** Data extracts follows **

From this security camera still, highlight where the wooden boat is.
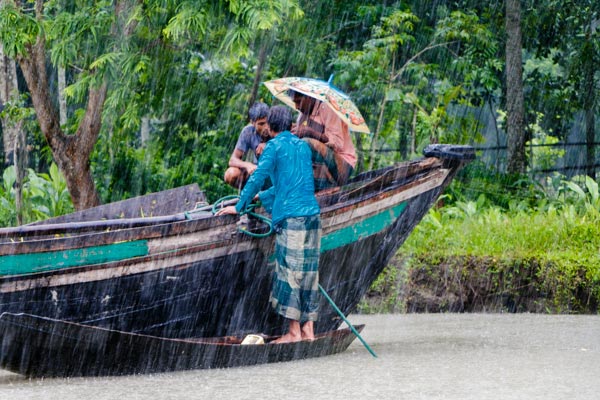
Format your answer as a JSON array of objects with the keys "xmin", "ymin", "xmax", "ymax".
[
  {"xmin": 0, "ymin": 312, "xmax": 363, "ymax": 377},
  {"xmin": 0, "ymin": 144, "xmax": 474, "ymax": 340}
]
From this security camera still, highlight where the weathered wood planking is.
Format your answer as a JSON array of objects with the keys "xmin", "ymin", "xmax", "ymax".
[{"xmin": 28, "ymin": 184, "xmax": 206, "ymax": 225}]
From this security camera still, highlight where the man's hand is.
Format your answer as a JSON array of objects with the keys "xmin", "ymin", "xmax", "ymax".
[
  {"xmin": 255, "ymin": 142, "xmax": 266, "ymax": 157},
  {"xmin": 244, "ymin": 162, "xmax": 257, "ymax": 175},
  {"xmin": 215, "ymin": 205, "xmax": 238, "ymax": 216},
  {"xmin": 294, "ymin": 126, "xmax": 329, "ymax": 143}
]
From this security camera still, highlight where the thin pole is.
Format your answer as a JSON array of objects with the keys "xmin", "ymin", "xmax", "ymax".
[{"xmin": 319, "ymin": 284, "xmax": 377, "ymax": 358}]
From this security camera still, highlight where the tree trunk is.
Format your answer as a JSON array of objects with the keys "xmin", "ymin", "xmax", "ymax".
[
  {"xmin": 369, "ymin": 55, "xmax": 396, "ymax": 171},
  {"xmin": 0, "ymin": 41, "xmax": 27, "ymax": 224},
  {"xmin": 15, "ymin": 0, "xmax": 103, "ymax": 210},
  {"xmin": 582, "ymin": 27, "xmax": 597, "ymax": 179},
  {"xmin": 140, "ymin": 116, "xmax": 150, "ymax": 147},
  {"xmin": 13, "ymin": 120, "xmax": 26, "ymax": 225},
  {"xmin": 248, "ymin": 36, "xmax": 269, "ymax": 109},
  {"xmin": 411, "ymin": 106, "xmax": 417, "ymax": 155},
  {"xmin": 58, "ymin": 66, "xmax": 67, "ymax": 126},
  {"xmin": 505, "ymin": 0, "xmax": 526, "ymax": 175},
  {"xmin": 0, "ymin": 38, "xmax": 20, "ymax": 166}
]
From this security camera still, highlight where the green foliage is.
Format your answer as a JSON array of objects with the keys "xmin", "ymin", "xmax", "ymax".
[
  {"xmin": 162, "ymin": 3, "xmax": 207, "ymax": 42},
  {"xmin": 360, "ymin": 170, "xmax": 600, "ymax": 313},
  {"xmin": 0, "ymin": 0, "xmax": 597, "ymax": 220},
  {"xmin": 385, "ymin": 173, "xmax": 600, "ymax": 313},
  {"xmin": 333, "ymin": 6, "xmax": 499, "ymax": 169},
  {"xmin": 525, "ymin": 112, "xmax": 565, "ymax": 172},
  {"xmin": 0, "ymin": 167, "xmax": 17, "ymax": 226},
  {"xmin": 0, "ymin": 164, "xmax": 74, "ymax": 227},
  {"xmin": 27, "ymin": 163, "xmax": 74, "ymax": 220},
  {"xmin": 0, "ymin": 3, "xmax": 40, "ymax": 57}
]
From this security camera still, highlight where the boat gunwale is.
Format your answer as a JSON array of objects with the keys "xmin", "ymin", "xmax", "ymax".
[
  {"xmin": 0, "ymin": 157, "xmax": 446, "ymax": 253},
  {"xmin": 0, "ymin": 311, "xmax": 363, "ymax": 346}
]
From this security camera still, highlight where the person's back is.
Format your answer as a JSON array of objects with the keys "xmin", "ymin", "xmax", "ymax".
[{"xmin": 252, "ymin": 130, "xmax": 318, "ymax": 225}]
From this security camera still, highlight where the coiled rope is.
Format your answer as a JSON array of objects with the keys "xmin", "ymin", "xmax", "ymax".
[{"xmin": 212, "ymin": 195, "xmax": 273, "ymax": 238}]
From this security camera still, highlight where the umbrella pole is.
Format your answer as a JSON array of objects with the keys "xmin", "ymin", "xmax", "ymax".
[{"xmin": 318, "ymin": 284, "xmax": 377, "ymax": 358}]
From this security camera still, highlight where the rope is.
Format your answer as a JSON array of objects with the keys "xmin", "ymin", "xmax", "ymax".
[{"xmin": 212, "ymin": 195, "xmax": 273, "ymax": 238}]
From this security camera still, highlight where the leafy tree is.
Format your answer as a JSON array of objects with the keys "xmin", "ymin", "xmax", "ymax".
[
  {"xmin": 521, "ymin": 0, "xmax": 600, "ymax": 178},
  {"xmin": 333, "ymin": 6, "xmax": 500, "ymax": 170},
  {"xmin": 0, "ymin": 0, "xmax": 303, "ymax": 211}
]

** End of Data extracts **

## What this task involves
Copy the entries character for character, excluding any pictures.

## Written answer
From this security camera still, highlight where the wooden boat is.
Format your answer as a JSON array of objects with the keys "xmin", "ymin", "xmax", "ymax".
[
  {"xmin": 0, "ymin": 312, "xmax": 363, "ymax": 377},
  {"xmin": 0, "ymin": 144, "xmax": 474, "ymax": 340}
]
From this security camera still, highlight where the weathered wood planking is.
Format your answer as a JSON array of objects with the keys "xmin", "ymin", "xmax", "ymax".
[{"xmin": 28, "ymin": 184, "xmax": 206, "ymax": 225}]
From this security camera still, highlight where the man's hand is.
Format your answer as a JSON array of objects with the keys "xmin", "ymin", "xmax", "ymax".
[
  {"xmin": 255, "ymin": 142, "xmax": 266, "ymax": 157},
  {"xmin": 244, "ymin": 162, "xmax": 257, "ymax": 175},
  {"xmin": 215, "ymin": 205, "xmax": 238, "ymax": 216},
  {"xmin": 294, "ymin": 126, "xmax": 329, "ymax": 143}
]
From this security camera still, highlight where the thin pole is.
Format your answer as a JSON array of objects with the keys "xmin", "ymin", "xmax", "ymax".
[{"xmin": 319, "ymin": 284, "xmax": 377, "ymax": 358}]
From this security camera still, highlight where the tree trunk is.
Format your answer as a JSON array of objects with the keys "xmin", "ymin", "xmax", "ymax".
[
  {"xmin": 369, "ymin": 55, "xmax": 396, "ymax": 171},
  {"xmin": 0, "ymin": 41, "xmax": 27, "ymax": 224},
  {"xmin": 15, "ymin": 0, "xmax": 103, "ymax": 210},
  {"xmin": 582, "ymin": 27, "xmax": 597, "ymax": 179},
  {"xmin": 140, "ymin": 116, "xmax": 150, "ymax": 147},
  {"xmin": 13, "ymin": 120, "xmax": 26, "ymax": 225},
  {"xmin": 248, "ymin": 36, "xmax": 269, "ymax": 109},
  {"xmin": 411, "ymin": 106, "xmax": 417, "ymax": 155},
  {"xmin": 58, "ymin": 66, "xmax": 67, "ymax": 126},
  {"xmin": 505, "ymin": 0, "xmax": 526, "ymax": 175},
  {"xmin": 0, "ymin": 38, "xmax": 20, "ymax": 166}
]
From this security camera still, highlight where the green foliage is.
Format your answer as a JSON array of objects with the keys "xmin", "ymin", "xmax", "ymax".
[
  {"xmin": 162, "ymin": 3, "xmax": 207, "ymax": 42},
  {"xmin": 360, "ymin": 170, "xmax": 600, "ymax": 313},
  {"xmin": 0, "ymin": 0, "xmax": 597, "ymax": 220},
  {"xmin": 385, "ymin": 173, "xmax": 600, "ymax": 313},
  {"xmin": 333, "ymin": 6, "xmax": 499, "ymax": 169},
  {"xmin": 525, "ymin": 112, "xmax": 565, "ymax": 172},
  {"xmin": 0, "ymin": 167, "xmax": 17, "ymax": 226},
  {"xmin": 0, "ymin": 164, "xmax": 74, "ymax": 227},
  {"xmin": 27, "ymin": 163, "xmax": 74, "ymax": 220},
  {"xmin": 0, "ymin": 3, "xmax": 40, "ymax": 57}
]
From this security camera still, highlight where the boat gunwale is.
Format your answer as a JSON array of objects with the keys "xmin", "ymin", "xmax", "ymax".
[
  {"xmin": 0, "ymin": 157, "xmax": 446, "ymax": 253},
  {"xmin": 0, "ymin": 311, "xmax": 363, "ymax": 346}
]
From this security camera still, highlight where the person's back is.
Format your answer as a JSON array of objects with the keys "xmin", "ymin", "xmax", "ymax".
[{"xmin": 252, "ymin": 130, "xmax": 318, "ymax": 225}]
From this security camera still, highlight where the coiled rope is.
Format your answer as a JSON array of objects with the keys "xmin", "ymin", "xmax", "ymax".
[{"xmin": 212, "ymin": 195, "xmax": 273, "ymax": 238}]
From this security camera still, highlight where the umbrella pole is.
Format your answer as a JSON array of objects with the keys "xmin", "ymin", "xmax", "ymax".
[{"xmin": 318, "ymin": 284, "xmax": 377, "ymax": 358}]
From this security camera still, highlight where the rope is.
Format your answer as a JSON array of objects with the keys "xmin", "ymin", "xmax", "ymax".
[{"xmin": 212, "ymin": 195, "xmax": 273, "ymax": 238}]
From this security camera still, highlight where the leafy tree is.
Format your answer as a JSON array of objects with the keys "xmin", "ymin", "xmax", "ymax".
[
  {"xmin": 521, "ymin": 0, "xmax": 600, "ymax": 178},
  {"xmin": 333, "ymin": 6, "xmax": 500, "ymax": 170},
  {"xmin": 0, "ymin": 0, "xmax": 303, "ymax": 211}
]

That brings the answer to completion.